── Material provided

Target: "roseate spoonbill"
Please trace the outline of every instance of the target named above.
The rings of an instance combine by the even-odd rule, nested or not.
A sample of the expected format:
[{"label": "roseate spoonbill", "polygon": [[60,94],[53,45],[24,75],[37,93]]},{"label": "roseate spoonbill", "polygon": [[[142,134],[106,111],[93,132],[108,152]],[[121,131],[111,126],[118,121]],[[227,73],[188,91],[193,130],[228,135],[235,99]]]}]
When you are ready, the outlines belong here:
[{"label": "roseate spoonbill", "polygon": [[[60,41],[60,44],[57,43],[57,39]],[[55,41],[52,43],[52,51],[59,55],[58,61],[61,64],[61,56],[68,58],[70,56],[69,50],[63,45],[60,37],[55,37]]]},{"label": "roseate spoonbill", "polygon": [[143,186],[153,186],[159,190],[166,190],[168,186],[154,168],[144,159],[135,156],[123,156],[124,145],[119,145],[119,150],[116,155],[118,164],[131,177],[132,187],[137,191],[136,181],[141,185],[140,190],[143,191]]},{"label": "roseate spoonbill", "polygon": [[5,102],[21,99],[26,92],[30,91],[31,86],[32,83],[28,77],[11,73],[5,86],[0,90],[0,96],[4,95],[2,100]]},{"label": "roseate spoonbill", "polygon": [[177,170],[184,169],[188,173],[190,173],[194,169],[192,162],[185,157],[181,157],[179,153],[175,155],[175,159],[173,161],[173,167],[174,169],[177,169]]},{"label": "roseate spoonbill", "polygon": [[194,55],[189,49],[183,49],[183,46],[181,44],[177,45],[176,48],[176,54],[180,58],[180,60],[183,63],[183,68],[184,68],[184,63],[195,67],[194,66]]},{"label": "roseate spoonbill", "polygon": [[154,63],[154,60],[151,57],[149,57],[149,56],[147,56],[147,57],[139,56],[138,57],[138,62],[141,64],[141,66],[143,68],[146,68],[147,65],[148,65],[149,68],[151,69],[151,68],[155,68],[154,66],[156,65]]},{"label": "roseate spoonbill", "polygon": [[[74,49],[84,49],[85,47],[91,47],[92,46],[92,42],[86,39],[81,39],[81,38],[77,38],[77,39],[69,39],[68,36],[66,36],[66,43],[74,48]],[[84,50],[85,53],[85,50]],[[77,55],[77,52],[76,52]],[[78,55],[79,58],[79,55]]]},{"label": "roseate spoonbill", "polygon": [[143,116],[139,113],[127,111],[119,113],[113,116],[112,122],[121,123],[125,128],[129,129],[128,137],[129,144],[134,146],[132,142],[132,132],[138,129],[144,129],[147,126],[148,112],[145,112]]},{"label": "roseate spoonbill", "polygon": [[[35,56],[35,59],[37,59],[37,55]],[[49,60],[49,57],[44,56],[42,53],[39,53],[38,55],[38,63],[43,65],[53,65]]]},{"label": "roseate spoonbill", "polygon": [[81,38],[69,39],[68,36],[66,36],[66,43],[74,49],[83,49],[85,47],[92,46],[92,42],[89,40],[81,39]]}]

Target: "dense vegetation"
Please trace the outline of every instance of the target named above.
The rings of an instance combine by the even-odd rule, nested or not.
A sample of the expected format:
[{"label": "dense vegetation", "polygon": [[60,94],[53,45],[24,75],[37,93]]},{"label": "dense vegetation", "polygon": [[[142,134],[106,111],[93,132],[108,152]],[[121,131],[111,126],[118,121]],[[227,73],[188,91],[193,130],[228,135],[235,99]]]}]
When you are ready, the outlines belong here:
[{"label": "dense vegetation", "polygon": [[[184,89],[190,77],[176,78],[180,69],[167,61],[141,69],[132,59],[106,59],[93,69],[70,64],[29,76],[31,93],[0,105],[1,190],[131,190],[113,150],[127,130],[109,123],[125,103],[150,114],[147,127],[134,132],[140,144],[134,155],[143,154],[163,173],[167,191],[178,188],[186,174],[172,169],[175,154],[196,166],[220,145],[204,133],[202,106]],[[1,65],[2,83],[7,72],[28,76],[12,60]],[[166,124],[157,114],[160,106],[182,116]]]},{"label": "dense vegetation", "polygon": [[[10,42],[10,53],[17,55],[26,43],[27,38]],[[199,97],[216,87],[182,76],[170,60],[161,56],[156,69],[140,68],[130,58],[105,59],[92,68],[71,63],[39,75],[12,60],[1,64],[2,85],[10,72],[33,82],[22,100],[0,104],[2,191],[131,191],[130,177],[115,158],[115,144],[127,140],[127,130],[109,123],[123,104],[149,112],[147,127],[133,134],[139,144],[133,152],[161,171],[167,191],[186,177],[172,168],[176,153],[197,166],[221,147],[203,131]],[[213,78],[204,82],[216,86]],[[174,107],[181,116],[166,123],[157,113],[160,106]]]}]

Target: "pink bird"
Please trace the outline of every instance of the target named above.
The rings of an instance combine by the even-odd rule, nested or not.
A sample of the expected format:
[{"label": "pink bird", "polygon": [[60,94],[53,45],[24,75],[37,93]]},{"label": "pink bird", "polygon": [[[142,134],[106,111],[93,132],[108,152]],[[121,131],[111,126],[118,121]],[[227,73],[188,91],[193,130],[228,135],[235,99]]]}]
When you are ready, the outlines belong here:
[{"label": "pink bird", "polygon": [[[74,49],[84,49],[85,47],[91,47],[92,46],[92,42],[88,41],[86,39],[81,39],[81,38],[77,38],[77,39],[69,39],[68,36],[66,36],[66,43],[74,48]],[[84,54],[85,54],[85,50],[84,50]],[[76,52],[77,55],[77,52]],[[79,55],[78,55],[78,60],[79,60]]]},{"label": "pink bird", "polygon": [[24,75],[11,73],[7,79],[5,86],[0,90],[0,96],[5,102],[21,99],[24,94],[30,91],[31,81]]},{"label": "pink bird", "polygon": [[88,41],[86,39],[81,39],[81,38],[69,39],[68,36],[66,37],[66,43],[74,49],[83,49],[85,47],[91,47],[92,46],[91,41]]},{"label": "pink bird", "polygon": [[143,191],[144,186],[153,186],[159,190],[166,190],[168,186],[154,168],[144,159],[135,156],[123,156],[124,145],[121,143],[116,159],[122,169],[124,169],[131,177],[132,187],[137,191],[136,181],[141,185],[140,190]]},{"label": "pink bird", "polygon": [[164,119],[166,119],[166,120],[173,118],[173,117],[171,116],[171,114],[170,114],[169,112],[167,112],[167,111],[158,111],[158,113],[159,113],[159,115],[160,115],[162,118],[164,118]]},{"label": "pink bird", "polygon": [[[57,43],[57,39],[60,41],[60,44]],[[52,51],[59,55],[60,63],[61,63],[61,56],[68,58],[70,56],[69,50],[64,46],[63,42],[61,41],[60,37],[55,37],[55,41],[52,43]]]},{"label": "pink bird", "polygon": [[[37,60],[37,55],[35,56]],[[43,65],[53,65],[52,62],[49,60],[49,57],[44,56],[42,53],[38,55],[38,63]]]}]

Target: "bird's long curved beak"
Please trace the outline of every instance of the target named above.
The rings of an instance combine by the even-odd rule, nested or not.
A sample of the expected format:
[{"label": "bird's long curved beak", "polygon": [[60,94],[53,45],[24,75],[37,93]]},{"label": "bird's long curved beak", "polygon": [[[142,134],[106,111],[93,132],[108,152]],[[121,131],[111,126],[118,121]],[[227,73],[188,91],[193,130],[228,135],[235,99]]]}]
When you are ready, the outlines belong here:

────

_To do_:
Give the records again, complete and exact.

_Reply to the task_:
Target: "roseate spoonbill"
Please trace the outline of every instance of the target named above.
The rings of an instance combine by the even-odd rule, nested or not.
A sample of the expected format:
[{"label": "roseate spoonbill", "polygon": [[60,94],[53,45],[24,75],[37,93]]},{"label": "roseate spoonbill", "polygon": [[[142,134],[106,111],[93,132],[108,152]],[[121,131],[111,126],[118,121]],[[227,73],[188,91],[193,130],[228,135],[235,99]]]}]
When you are ready, the outlines belong here:
[{"label": "roseate spoonbill", "polygon": [[[60,41],[60,44],[57,43],[57,39]],[[55,41],[52,43],[52,51],[59,55],[58,61],[61,64],[61,56],[68,58],[70,56],[69,50],[63,45],[60,37],[55,37]]]},{"label": "roseate spoonbill", "polygon": [[143,186],[153,186],[159,190],[166,190],[168,186],[154,168],[144,159],[135,156],[123,156],[124,145],[119,145],[119,150],[116,155],[118,164],[131,177],[132,187],[137,191],[136,181],[141,185],[140,190],[143,191]]},{"label": "roseate spoonbill", "polygon": [[5,102],[21,99],[26,92],[30,91],[31,86],[32,83],[28,77],[11,73],[5,86],[0,90],[0,96],[4,95],[2,100]]},{"label": "roseate spoonbill", "polygon": [[177,170],[184,169],[188,173],[190,173],[194,169],[192,162],[185,157],[181,157],[179,153],[175,155],[175,159],[173,161],[173,167],[174,169],[177,169]]},{"label": "roseate spoonbill", "polygon": [[194,55],[189,49],[183,49],[183,46],[181,44],[177,45],[176,48],[176,54],[180,58],[180,60],[183,63],[183,68],[184,68],[184,63],[195,67],[194,66]]},{"label": "roseate spoonbill", "polygon": [[154,63],[154,60],[151,57],[149,57],[149,56],[147,56],[147,57],[139,56],[138,57],[138,62],[141,64],[141,66],[143,68],[146,68],[147,65],[148,65],[149,68],[151,69],[151,68],[155,68],[154,66],[156,65]]},{"label": "roseate spoonbill", "polygon": [[[74,49],[84,49],[85,47],[91,47],[92,46],[92,42],[86,39],[81,39],[81,38],[77,38],[77,39],[69,39],[68,36],[66,36],[66,43],[74,48]],[[84,50],[85,53],[85,50]],[[77,55],[77,52],[76,52]],[[78,55],[79,58],[79,55]]]},{"label": "roseate spoonbill", "polygon": [[143,116],[139,113],[127,111],[119,113],[113,116],[112,122],[121,123],[125,128],[129,129],[128,137],[129,144],[134,146],[132,142],[132,132],[138,129],[144,129],[147,126],[148,112],[145,112]]},{"label": "roseate spoonbill", "polygon": [[[35,56],[35,59],[37,59],[37,55]],[[49,60],[49,57],[44,56],[42,53],[39,53],[38,55],[38,63],[43,65],[53,65]]]},{"label": "roseate spoonbill", "polygon": [[81,38],[69,39],[68,36],[66,36],[66,43],[74,49],[83,49],[85,47],[92,46],[92,42],[89,40],[81,39]]}]

Target: "dense vegetation"
Please trace the outline of every instance of the target named above.
The rings of an instance combine by the even-odd rule, nested or not.
A sample of the expected format:
[{"label": "dense vegetation", "polygon": [[60,94],[53,45],[24,75],[37,93]]},{"label": "dense vegetation", "polygon": [[[142,134],[106,111],[93,132],[108,152]],[[121,131],[111,126],[118,121]],[[227,73],[188,91],[193,130],[228,135],[235,99]]]}]
When you are ready, the outlines belong here:
[{"label": "dense vegetation", "polygon": [[[184,89],[190,77],[176,78],[180,69],[167,61],[141,69],[132,59],[106,59],[93,69],[70,64],[29,76],[31,93],[0,105],[1,190],[131,190],[113,150],[127,130],[109,123],[125,103],[150,114],[147,127],[134,132],[140,144],[134,155],[143,154],[163,173],[167,191],[178,188],[186,174],[172,169],[175,154],[196,166],[220,145],[204,133],[202,106]],[[1,65],[2,83],[7,72],[28,76],[12,60]],[[166,124],[157,114],[160,106],[182,116]]]},{"label": "dense vegetation", "polygon": [[[10,42],[10,53],[17,55],[26,43],[27,38]],[[199,97],[216,87],[182,76],[170,60],[161,56],[156,69],[140,68],[130,58],[105,59],[92,68],[71,63],[39,75],[12,60],[1,64],[2,85],[10,72],[33,82],[22,100],[0,104],[2,191],[131,191],[130,177],[115,158],[115,144],[127,140],[127,130],[109,123],[123,104],[149,112],[147,127],[133,134],[139,144],[133,152],[161,171],[167,191],[186,177],[172,168],[176,153],[197,166],[221,147],[203,131]],[[213,78],[204,82],[216,86]],[[174,107],[181,116],[166,123],[157,113],[160,106]]]}]

Target: "pink bird"
Please trace the outline of every instance of the target named above.
The rings of an instance combine by the even-odd rule, nested or not.
A sample of the expected format:
[{"label": "pink bird", "polygon": [[60,94],[53,45],[24,75],[37,93]]},{"label": "pink bird", "polygon": [[[142,134],[106,111],[93,132],[108,152]],[[121,131],[111,126],[118,121]],[[227,73],[188,91],[193,130],[228,135],[235,99]]]}]
When you are ready, the outlines belong here:
[{"label": "pink bird", "polygon": [[[74,49],[84,49],[85,47],[91,47],[92,46],[92,42],[88,41],[86,39],[81,39],[81,38],[77,38],[77,39],[69,39],[68,36],[66,36],[66,43],[74,48]],[[84,54],[85,54],[85,50],[84,50]],[[76,52],[77,55],[77,52]],[[79,55],[78,55],[78,60],[79,60]]]},{"label": "pink bird", "polygon": [[24,75],[11,73],[7,79],[5,86],[0,90],[0,96],[5,102],[21,99],[24,94],[30,91],[31,81]]},{"label": "pink bird", "polygon": [[88,41],[86,39],[81,39],[81,38],[69,39],[68,36],[66,37],[66,43],[74,49],[83,49],[85,47],[91,47],[92,46],[91,41]]},{"label": "pink bird", "polygon": [[143,191],[144,186],[153,186],[159,190],[166,190],[168,186],[154,168],[144,159],[135,156],[123,156],[124,145],[121,143],[116,159],[122,169],[124,169],[131,177],[132,187],[137,191],[136,181],[141,185],[140,190]]},{"label": "pink bird", "polygon": [[164,119],[166,119],[166,120],[173,118],[173,117],[171,116],[171,114],[170,114],[169,112],[167,112],[167,111],[158,111],[158,113],[159,113],[159,115],[160,115],[162,118],[164,118]]},{"label": "pink bird", "polygon": [[[57,43],[57,39],[60,41],[60,44]],[[52,51],[59,55],[60,63],[61,63],[61,56],[68,58],[70,56],[69,50],[64,46],[63,42],[61,41],[60,37],[55,37],[55,41],[52,43]]]},{"label": "pink bird", "polygon": [[[37,60],[37,55],[35,56]],[[43,65],[53,65],[52,62],[49,60],[49,57],[44,56],[42,53],[38,55],[38,63]]]}]

Target: "bird's long curved beak"
Please trace the outline of every instance of the target named above.
The rings of an instance combine by the even-odd rule, nested or not.
A sample of the expected format:
[{"label": "bird's long curved beak", "polygon": [[60,94],[53,45],[24,75],[37,93]]},{"label": "bird's long curved beak", "polygon": [[[142,134],[106,111],[93,132],[108,152]],[[121,131],[111,126],[118,121]],[[227,73],[188,91],[193,130],[228,135],[235,99]]]}]
When you are ready, the outlines belong here:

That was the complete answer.